Location annotation dataset excerpts:

===

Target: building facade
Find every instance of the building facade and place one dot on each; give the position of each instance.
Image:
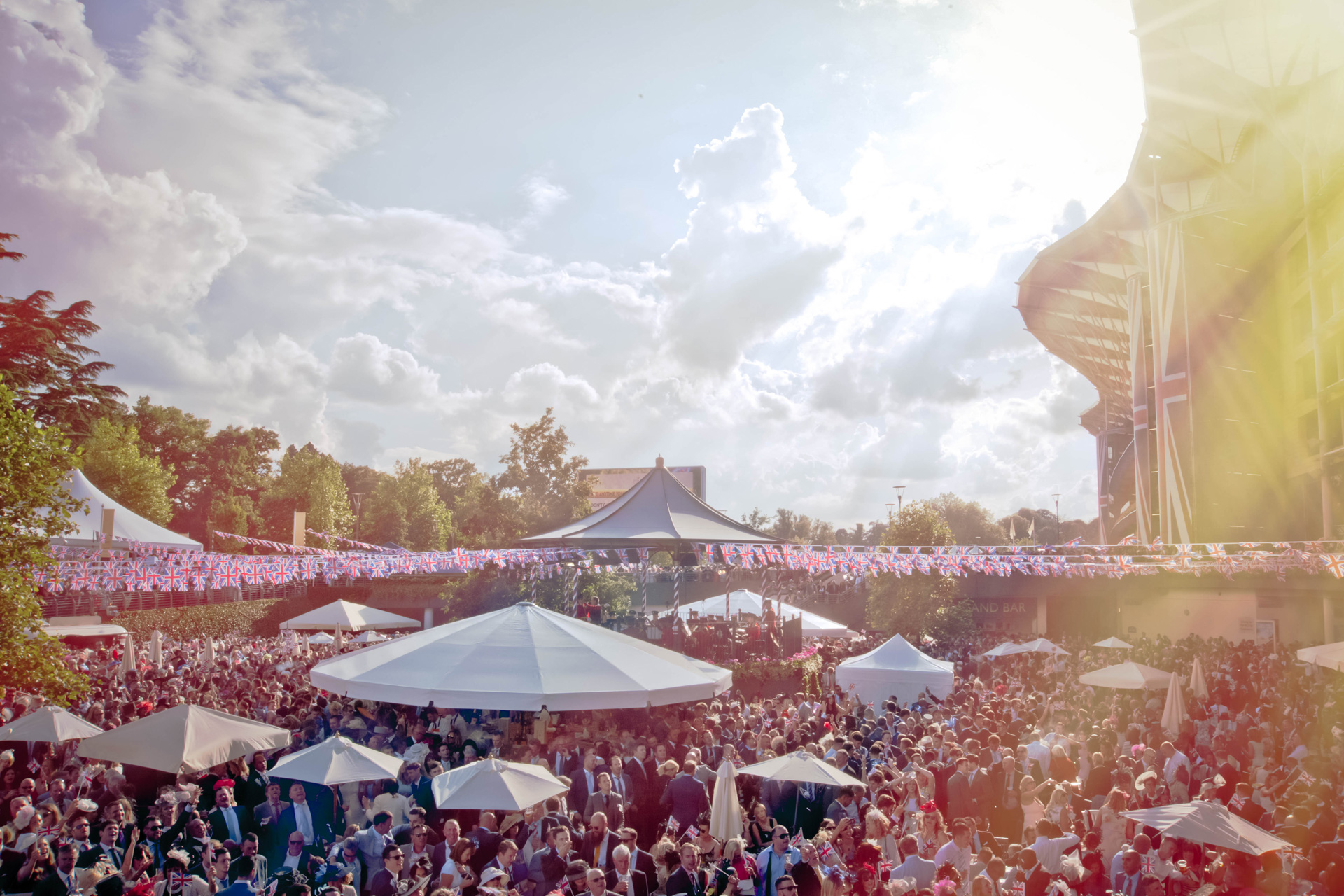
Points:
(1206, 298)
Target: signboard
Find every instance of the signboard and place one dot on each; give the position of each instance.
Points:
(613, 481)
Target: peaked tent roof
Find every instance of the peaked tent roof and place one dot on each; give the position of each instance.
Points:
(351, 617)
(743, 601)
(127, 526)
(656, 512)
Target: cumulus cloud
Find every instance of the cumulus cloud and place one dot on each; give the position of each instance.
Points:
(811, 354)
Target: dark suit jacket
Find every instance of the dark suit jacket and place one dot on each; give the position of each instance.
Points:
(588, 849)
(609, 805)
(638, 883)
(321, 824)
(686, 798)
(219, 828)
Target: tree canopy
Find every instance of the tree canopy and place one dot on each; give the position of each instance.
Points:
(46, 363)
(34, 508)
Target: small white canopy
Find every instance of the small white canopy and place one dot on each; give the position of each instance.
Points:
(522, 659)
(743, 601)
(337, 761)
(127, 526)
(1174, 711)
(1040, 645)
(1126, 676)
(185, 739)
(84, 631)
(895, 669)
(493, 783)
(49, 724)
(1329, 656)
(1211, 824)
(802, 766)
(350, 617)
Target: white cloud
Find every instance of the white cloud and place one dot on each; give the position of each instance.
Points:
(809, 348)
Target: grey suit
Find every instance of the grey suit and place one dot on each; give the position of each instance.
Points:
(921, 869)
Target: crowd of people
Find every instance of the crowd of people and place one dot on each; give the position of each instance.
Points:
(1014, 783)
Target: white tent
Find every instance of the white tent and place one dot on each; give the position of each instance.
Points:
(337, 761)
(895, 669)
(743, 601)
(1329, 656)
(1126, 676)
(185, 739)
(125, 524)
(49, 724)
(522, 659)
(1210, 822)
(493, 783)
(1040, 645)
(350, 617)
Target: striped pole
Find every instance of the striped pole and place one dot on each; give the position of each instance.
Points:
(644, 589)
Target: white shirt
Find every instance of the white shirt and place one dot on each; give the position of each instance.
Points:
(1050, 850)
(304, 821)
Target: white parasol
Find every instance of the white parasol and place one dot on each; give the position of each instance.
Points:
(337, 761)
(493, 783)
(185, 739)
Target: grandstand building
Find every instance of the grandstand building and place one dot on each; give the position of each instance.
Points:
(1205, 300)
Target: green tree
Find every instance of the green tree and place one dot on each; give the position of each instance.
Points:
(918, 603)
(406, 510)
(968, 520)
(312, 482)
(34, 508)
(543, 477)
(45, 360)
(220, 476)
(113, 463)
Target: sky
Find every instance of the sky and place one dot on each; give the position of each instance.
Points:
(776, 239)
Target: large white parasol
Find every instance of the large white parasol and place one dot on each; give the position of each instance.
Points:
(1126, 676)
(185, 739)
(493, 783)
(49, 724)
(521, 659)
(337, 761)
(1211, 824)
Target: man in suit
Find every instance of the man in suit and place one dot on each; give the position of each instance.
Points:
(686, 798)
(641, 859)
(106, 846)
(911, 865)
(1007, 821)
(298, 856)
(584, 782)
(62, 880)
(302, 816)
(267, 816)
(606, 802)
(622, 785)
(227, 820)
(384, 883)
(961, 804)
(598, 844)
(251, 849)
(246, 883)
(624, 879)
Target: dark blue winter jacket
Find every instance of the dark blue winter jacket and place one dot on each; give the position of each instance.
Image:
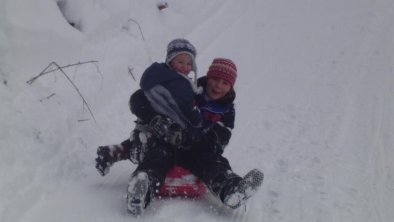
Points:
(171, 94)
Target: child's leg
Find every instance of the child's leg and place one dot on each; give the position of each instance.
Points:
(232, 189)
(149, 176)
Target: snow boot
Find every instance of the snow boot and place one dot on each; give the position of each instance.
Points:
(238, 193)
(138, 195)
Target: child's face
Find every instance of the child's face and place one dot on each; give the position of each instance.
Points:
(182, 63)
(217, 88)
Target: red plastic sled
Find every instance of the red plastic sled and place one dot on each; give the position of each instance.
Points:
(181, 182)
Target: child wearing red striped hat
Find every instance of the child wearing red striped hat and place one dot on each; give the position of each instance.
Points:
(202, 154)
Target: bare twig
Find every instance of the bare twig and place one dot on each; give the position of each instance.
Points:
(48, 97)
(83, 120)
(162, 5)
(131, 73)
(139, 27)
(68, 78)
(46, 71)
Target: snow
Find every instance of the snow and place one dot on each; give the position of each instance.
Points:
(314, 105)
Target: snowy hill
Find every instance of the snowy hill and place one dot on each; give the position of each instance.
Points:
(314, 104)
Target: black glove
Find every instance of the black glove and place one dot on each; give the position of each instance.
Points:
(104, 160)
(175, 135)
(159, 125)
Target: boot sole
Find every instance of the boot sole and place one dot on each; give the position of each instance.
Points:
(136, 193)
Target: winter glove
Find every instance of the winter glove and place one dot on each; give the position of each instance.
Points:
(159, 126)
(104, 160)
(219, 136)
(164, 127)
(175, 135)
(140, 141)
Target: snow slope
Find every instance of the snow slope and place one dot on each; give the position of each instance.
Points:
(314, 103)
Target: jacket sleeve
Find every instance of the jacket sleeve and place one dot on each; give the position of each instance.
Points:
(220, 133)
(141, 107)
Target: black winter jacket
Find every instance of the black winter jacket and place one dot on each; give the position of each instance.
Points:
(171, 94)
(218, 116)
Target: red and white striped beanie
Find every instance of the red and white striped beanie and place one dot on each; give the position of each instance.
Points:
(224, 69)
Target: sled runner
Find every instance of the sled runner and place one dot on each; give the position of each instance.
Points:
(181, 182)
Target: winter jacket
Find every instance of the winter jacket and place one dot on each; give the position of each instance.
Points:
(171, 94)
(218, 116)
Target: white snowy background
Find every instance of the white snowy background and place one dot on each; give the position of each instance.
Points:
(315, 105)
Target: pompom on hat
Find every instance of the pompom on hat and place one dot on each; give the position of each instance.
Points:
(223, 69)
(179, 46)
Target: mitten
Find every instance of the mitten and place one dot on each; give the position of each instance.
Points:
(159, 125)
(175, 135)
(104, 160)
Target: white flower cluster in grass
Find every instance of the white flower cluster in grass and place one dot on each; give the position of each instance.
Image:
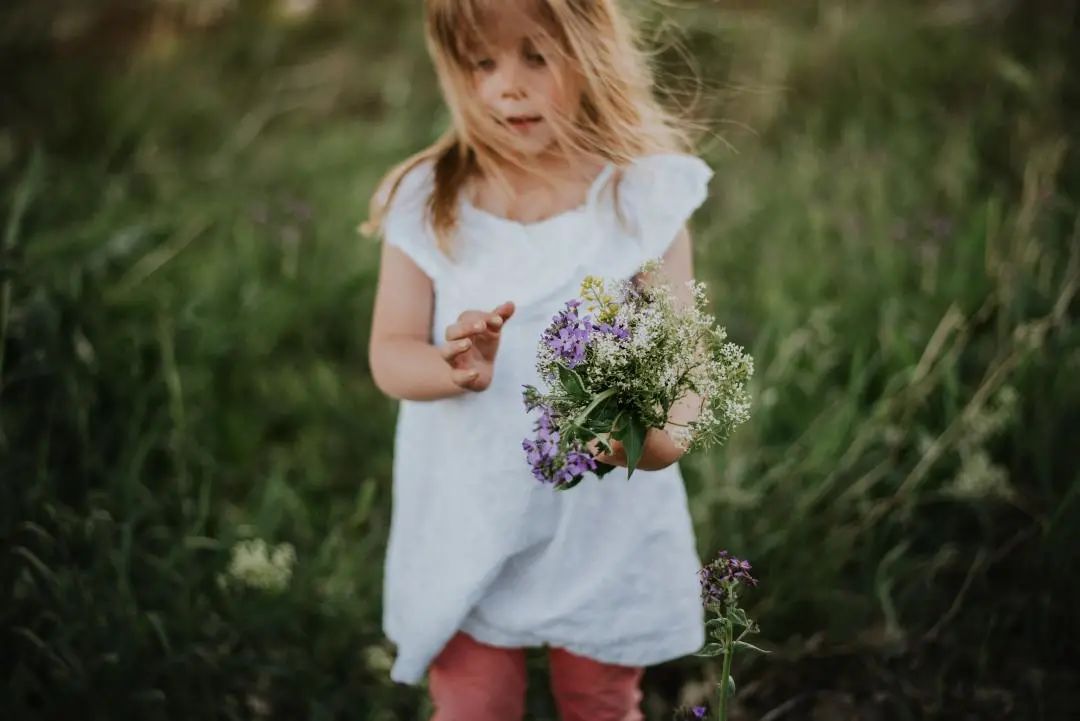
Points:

===

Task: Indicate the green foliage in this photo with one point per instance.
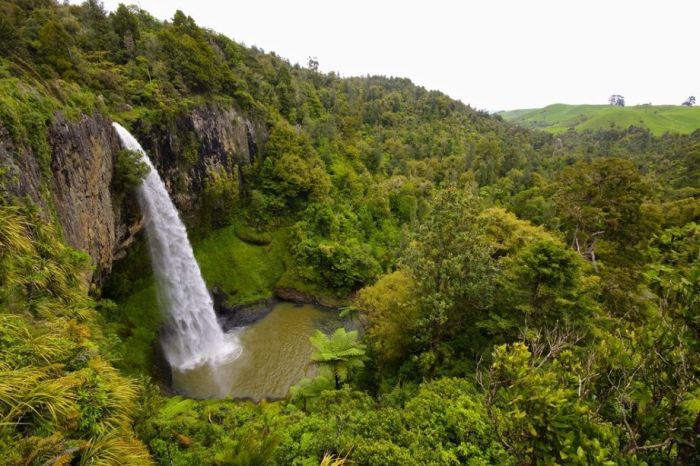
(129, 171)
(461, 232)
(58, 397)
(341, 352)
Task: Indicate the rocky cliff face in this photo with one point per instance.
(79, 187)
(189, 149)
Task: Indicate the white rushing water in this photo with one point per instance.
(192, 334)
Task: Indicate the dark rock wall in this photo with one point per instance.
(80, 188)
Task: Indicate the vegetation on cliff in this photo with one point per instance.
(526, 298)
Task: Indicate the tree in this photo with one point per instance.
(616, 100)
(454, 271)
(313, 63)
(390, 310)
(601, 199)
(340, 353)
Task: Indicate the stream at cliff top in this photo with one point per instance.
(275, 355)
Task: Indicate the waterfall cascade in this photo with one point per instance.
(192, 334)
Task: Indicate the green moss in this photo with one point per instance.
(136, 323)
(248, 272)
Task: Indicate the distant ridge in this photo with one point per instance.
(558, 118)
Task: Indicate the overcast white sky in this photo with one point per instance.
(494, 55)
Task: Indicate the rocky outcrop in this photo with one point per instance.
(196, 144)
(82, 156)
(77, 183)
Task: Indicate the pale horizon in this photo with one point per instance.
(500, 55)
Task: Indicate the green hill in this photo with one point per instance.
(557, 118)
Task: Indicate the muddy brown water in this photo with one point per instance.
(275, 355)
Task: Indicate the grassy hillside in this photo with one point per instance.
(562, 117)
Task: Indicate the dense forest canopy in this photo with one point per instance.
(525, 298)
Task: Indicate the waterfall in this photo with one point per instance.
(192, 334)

===

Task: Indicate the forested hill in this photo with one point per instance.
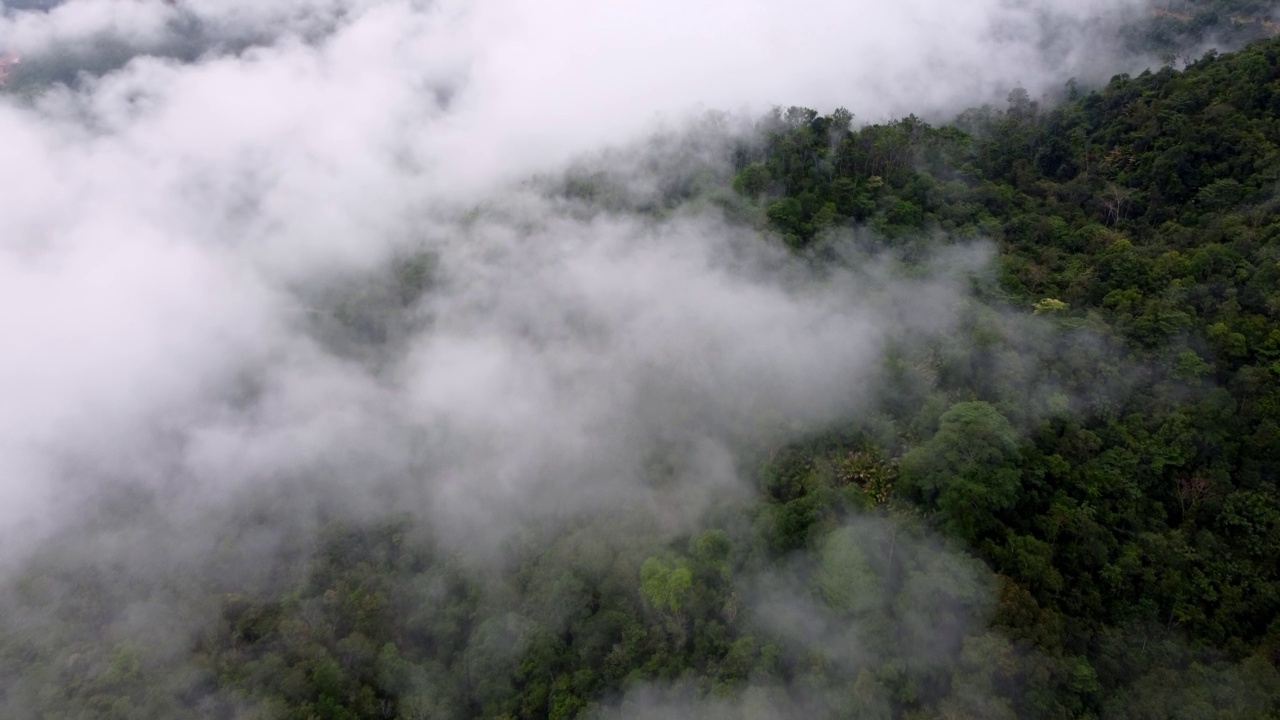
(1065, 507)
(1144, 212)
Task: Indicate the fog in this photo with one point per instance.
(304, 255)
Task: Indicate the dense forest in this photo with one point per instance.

===

GIVEN EXERCISE> Find every line in the listing above that contains the word "mitten", and copy each of those lines.

SOLUTION BELOW>
Target: mitten
Find every instance of the mitten and place one dot on each; give the position of each instance.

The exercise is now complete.